Linux内核最新的连续内存分配器(CMA)——避免预留大块内存

原创 2012年03月01日 16:17:59

                                                                                                                                              by 宋宝华

在我们使用ARM等嵌入式Linux系统的时候,一个头疼的问题是GPU,Camera,HDMI等都需要预留大量连续内存,这部分内存平时不用,但是一般的做法又必须先预留着。目前,Marek Szyprowski和Michal Nazarewicz实现了一套全新的Contiguous Memory Allocator。通过这套机制,我们可以做到不预留内存,这些内存平时是可用的,只有当需要的时候才被分配给Camera,HDMI等设备。下面分析它的基本代码流程。

声明连续内存

内核启动过程中arch/arm/mm/init.c中的arm_memblock_init()会调用dma_contiguous_reserve(min(arm_dma_limit, arm_lowmem_limit));

该函数位于:drivers/base/dma-contiguous.c

/**
 * dma_contiguous_reserve() - reserve area for contiguous memory handling
 * @limit: End address of the reserved memory (optional, 0 for any).
 *
 * This function reserves memory from early allocator. It should be
 * called by arch specific code once the early allocator (memblock or bootmem)
 * has been activated and all other subsystems have already allocated/reserved
 * memory.
 */
void __init dma_contiguous_reserve(phys_addr_t limit)
{
        unsigned long selected_size = 0;

        pr_debug("%s(limit %08lx)\n", __func__, (unsigned long)limit);

        if (size_cmdline != -1) {
                selected_size = size_cmdline;
        } else {
#ifdef CONFIG_CMA_SIZE_SEL_MBYTES
                selected_size = size_bytes;
#elif defined(CONFIG_CMA_SIZE_SEL_PERCENTAGE)
                selected_size = cma_early_percent_memory();
#elif defined(CONFIG_CMA_SIZE_SEL_MIN)
                selected_size = min(size_bytes, cma_early_percent_memory());
#elif defined(CONFIG_CMA_SIZE_SEL_MAX)
                selected_size = max(size_bytes, cma_early_percent_memory());
#endif
        }   

        if (selected_size) {
                pr_debug("%s: reserving %ld MiB for global area\n", __func__,
                         selected_size / SZ_1M);

                dma_declare_contiguous(NULL, selected_size, 0, limit);
        }   
};

其中的size_bytes定义为:

static const unsigned long size_bytes = CMA_SIZE_MBYTES * SZ_1M; 默认情况下,CMA_SIZE_MBYTES会被定义为16MB,来源于CONFIG_CMA_SIZE_MBYTES=16

->

int __init dma_declare_contiguous(struct device *dev, unsigned long size,
                                  phys_addr_t base, phys_addr_t limit)

## 数据内容
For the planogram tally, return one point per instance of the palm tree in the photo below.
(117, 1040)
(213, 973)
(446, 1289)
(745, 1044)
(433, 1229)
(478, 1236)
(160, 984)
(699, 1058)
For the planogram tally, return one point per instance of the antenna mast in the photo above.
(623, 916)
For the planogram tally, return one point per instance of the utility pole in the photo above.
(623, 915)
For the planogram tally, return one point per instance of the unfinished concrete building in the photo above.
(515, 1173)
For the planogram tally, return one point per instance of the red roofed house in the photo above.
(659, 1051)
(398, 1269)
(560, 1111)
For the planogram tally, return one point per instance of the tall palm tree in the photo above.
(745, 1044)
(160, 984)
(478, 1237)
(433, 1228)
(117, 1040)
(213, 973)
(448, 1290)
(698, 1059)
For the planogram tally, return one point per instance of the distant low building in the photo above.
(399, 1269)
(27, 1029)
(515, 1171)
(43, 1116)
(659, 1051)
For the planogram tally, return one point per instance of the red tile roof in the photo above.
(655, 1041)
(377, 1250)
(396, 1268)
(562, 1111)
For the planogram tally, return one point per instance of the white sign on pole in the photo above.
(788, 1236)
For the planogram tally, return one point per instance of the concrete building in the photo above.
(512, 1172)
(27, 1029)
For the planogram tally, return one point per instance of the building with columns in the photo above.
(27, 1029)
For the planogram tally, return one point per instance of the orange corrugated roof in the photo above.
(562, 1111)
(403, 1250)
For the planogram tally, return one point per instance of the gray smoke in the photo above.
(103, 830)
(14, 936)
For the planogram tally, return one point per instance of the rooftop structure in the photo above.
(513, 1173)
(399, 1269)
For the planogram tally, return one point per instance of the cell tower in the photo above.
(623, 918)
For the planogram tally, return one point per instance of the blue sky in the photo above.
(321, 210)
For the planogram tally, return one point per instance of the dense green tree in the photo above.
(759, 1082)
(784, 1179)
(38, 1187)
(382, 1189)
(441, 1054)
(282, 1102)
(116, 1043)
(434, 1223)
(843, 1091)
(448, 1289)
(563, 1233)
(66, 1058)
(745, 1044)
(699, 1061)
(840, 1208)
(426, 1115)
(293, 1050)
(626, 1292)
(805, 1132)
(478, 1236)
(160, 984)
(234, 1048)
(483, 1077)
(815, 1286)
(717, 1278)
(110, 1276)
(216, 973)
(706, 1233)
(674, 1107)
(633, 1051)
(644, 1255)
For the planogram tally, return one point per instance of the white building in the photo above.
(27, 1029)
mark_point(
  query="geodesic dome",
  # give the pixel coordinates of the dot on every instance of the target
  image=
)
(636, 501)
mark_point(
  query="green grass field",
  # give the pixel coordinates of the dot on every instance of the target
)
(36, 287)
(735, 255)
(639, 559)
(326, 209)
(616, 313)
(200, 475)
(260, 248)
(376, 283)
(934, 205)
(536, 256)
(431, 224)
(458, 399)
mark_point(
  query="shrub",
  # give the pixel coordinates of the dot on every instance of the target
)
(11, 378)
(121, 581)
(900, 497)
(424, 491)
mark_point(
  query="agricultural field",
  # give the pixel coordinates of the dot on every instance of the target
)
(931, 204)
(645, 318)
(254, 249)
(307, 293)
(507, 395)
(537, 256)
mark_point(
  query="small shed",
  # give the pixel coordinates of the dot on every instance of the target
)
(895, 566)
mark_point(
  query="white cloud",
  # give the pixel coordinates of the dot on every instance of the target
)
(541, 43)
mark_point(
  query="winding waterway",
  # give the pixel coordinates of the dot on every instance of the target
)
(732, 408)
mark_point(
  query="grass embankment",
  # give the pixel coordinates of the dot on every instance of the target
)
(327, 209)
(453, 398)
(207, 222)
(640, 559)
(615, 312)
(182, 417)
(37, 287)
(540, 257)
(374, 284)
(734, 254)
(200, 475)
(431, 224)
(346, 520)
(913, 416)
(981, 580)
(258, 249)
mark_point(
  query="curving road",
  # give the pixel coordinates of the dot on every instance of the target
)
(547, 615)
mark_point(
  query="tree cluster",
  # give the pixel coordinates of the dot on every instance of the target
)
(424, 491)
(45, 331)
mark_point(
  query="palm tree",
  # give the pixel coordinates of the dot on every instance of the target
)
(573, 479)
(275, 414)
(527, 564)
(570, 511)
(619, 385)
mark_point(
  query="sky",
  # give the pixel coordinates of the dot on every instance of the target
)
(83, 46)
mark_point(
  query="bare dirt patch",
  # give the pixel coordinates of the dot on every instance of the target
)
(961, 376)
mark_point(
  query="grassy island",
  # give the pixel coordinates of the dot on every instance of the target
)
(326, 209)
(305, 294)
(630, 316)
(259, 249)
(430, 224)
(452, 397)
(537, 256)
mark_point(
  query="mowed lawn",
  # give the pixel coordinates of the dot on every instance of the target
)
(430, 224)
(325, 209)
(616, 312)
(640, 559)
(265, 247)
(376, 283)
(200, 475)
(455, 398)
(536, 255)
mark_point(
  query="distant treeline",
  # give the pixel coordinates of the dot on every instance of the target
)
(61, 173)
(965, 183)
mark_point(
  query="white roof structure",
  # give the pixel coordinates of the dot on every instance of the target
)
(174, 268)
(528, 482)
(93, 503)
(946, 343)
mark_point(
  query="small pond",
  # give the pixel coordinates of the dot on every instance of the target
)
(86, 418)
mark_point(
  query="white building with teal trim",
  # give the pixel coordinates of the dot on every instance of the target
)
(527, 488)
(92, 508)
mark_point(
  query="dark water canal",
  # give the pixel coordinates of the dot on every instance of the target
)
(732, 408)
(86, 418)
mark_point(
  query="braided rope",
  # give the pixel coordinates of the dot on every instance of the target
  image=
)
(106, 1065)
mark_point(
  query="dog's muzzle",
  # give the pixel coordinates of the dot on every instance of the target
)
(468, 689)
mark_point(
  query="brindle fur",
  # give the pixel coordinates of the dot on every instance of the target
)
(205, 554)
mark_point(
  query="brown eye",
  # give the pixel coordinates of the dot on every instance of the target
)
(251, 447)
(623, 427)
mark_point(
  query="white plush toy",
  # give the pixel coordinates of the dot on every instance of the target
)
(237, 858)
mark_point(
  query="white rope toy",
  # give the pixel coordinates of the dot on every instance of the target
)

## 任务说明
**a)** 下面三条说法是否与 CMA 一文相符?(i) dma_contiguous_reserve() 位于 drivers/base/dma-contiguous.c;(ii) 默认情况下 CMA_SIZE_MBYTES 被定义为 32MB;(iii) arm_memblock_init() 位于 arch/arm/mm/init.c 中。请逐条回答"是"或"否",并原样引用文中起决定作用的字句。
**b)** CMA 一文最后停在 dma_declare_contiguous() 的函数声明处,你能从那里接着写下去吗?

## 按序输出
**a)**
(i) 是:"该函数位于:drivers/base/dma-contiguous.c"
(ii) 否:"默认情况下,CMA_SIZE_MBYTES会被定义为16MB"
(iii) 是:"内核启动过程中arch/arm/mm/init.c中的arm_memblock_init()会调用"

**b)**
{
        ...
        /* Reserve memory */
        if (base) {
                if (memblock_is_region_reserved(base, size) ||
                    memblock_reserve(base, size) < 0) {
                        base = -EBUSY;
                        goto err;
                }
        } else {
                /*
                 * Use __memblock_alloc_base() since
                 * memblock_alloc_base() panic()s.
                 */
                phys_addr_t addr = __memblock_alloc_base(size, alignment, limit);
                if (!addr) {
                        base = -ENOMEM;
                        goto err;
                } else if (addr + size > ~(unsigned long)0) {
                        memblock_free(addr, size);
                        base = -EINVAL;
                        base = -EINVAL;
                        goto err;
                } else {
                        base = addr;
                }
        }

        /*
         * Each reserved area must be initialised later, when more kernel
         * subsystems (like slab allocator) are available.
         */
        r->start = base;
        r->size = size;
        r->dev = dev;
        cma_reserved_count++;
        pr_info("CMA: reserved %ld MiB at %08lx\n", size / SZ_1M,
                (unsigned long)base);

        /* Architecture specific contiguous memory fixup. */
        dma_contiguous_early_fixup(base, size);
        return 0;
err:
        pr_err("CMA: failed to reserve %ld MiB\n", size / SZ_1M);
        return base;
} 

由此可见,连续内存区域也是在内核启动的早期,通过__memblock_alloc_base()拿到的。

另外:

drivers/base/dma-contiguous.c里面的core_initcall()会导致cma_init_reserved_areas()被调用:

static int __init cma_init_reserved_areas(void)
{
        struct cma_reserved *r = cma_reserved;
        unsigned i = cma_reserved_count;

        pr_debug("%s()\n", __func__);

        for (; i; --i, ++r) {
                struct cma *cma;
                cma = cma_create_area(PFN_DOWN(r->start),
                                      r->size >> PAGE_SHIFT);
                if (!IS_ERR(cma))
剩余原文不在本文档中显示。